**** Text shown ****

Sarah, dressed not unlike a darker Holly Golightly for her media appearances, is articulate, charming, and unrelenting in her caustic view of American/Christian verities. But even her critiques and occasional on-camera blood-drinking are done with a disarming Southern charm thing that I trust has won her many converts (except Ricki Lake, who I'm told hated Sarah because she could easily slip into a size 4).

Perhaps not surprisingly, there are few willing to sponsor Sarah's 'zine, even in the questionably trangressive world of trust-fund rebels who think they're, like, trangressive. The lack of sponsorship points out the real problem here, which is a sort of ambient fear, an unspoken understanding of exactly when one has crossed the line from media freak to something uncatagorizable.

In short, if Sarah wants to keep her kids, she will have to recant. Streamline her ideological ass. Switch her beverage preference to Jagermeister and hope for the best.

Or she may have to stop writing, close the 'zine, and delete her website. So the world doesn't know who she really is. So she can keep her kids.

And that about sums up the relationship between the artist and The World in post-corporate America.

Paranoid Much?

**** Excerpted records ****

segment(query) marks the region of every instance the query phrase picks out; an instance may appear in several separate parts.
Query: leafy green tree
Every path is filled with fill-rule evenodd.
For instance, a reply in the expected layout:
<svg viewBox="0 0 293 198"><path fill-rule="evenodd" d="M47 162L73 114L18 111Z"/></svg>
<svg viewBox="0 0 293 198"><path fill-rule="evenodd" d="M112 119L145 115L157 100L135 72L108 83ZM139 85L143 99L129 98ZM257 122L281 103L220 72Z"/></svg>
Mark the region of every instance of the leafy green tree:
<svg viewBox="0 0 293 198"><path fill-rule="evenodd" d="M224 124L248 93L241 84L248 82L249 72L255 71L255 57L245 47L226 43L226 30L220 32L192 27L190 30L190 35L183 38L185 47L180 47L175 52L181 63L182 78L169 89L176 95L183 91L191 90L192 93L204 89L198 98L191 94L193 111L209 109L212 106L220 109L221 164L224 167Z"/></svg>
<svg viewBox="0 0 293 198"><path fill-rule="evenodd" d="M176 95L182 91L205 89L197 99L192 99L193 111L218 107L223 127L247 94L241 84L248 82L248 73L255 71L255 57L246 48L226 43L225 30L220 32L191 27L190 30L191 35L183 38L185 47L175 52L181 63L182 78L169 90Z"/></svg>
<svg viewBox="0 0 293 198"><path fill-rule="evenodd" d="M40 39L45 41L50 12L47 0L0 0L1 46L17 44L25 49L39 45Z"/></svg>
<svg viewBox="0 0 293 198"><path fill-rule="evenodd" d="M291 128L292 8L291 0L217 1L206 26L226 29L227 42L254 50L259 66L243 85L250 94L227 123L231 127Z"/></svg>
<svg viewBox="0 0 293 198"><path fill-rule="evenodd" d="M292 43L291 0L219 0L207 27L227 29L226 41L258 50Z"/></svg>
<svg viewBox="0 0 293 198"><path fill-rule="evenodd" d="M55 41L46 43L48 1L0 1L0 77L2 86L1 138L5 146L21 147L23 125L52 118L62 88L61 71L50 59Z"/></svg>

****

▸ **To be done**:
In the piece about Sarah above, list the three things the sentence starting "Or she may have to" says she may have to do.

▸ **Output below**:
- Stop writing
- Close the 'zine
- Delete her website